**Tasks to perform**
A – List every box dimension, in inches, given in the mulberry cuttings thread.
B – Translate this sentence from the mulberry cuttings thread into Spanish: "I can chop them up to fit into standard flat rate box lengths."
C – Write out the passage of the mulberry cuttings thread that begins at the words "Looks like they" and stops after "else want any?".

**Article**
# Mulberry cuttings



## secuono (Sep 28, 2011)

Just had my Mulberry tree cut, have half inch to 2in thick cuttings, 5 to 20 feet tall. 
I can cut these to fit either 2ft or 4ft long boxes to ship them out to you. You choose the thickness, half inch to 2in. With 2in limited. Each 2ft cutting is $1.50 Each 4ft cutting is $2. 
I need to know how many you want of what thickness and length and your zip code to get you a shipping price.


----------



## secuono (Sep 28, 2011)

I can chop them up to fit into standard flat rate box lengths. 
Below is the box size and the shipping price. And then next to it is the cost for that box to be filled with cuttings in your choice of thickness.

Depending on thickness, a few or a lot can fit in FR boxes. 
Box size and shipping cost-
$17+ $8 
12x12x5in

$13+ $5 
12x3x14in

$13+ $5 
11x8x6in

$17+ $10
24x12x3in

Looks like they changed the size and price of small boxes, not sure what they are now.
They were $6 and 8x5x1in. I have lots of boxes that size and should still cost $6. +$3


----------



## secuono (Sep 28, 2011)

One box sold!
Anyone else want any?


----------



## secuono (Sep 28, 2011)

Another sold.


----------



## 2kidsdad (Sep 27, 2009)

What type are they?


----------



## snettrecker (Jan 27, 2006)

how do you go about planting/growing trees from these? thanks​


----------

**Provided data**
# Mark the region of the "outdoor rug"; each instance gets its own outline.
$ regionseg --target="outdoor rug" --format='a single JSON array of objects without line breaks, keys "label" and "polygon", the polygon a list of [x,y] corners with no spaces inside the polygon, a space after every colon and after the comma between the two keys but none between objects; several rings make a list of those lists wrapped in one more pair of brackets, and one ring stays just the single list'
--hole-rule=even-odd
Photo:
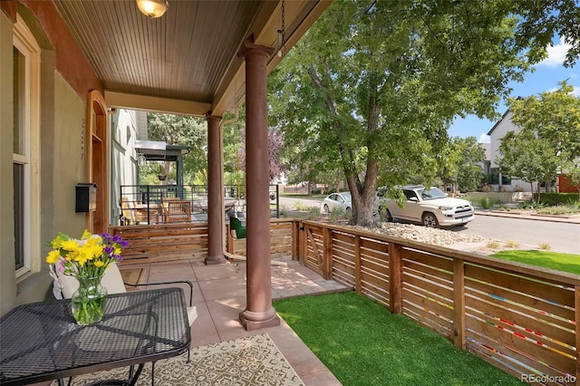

**Completed exercise**
A –
12x12x5in
12x3x14in
11x8x6in
24x12x3in
8x5x1in

B – Puedo cortarlos para que quepan en los largos de las cajas estándar de tarifa fija.

C –
Looks like they changed the size and price of small boxes, not sure what they are now.
They were $6 and 8x5x1in. I have lots of boxes that size and should still cost $6. +$3


----------



## secuono (Sep 28, 2011)

One box sold!
Anyone else want any?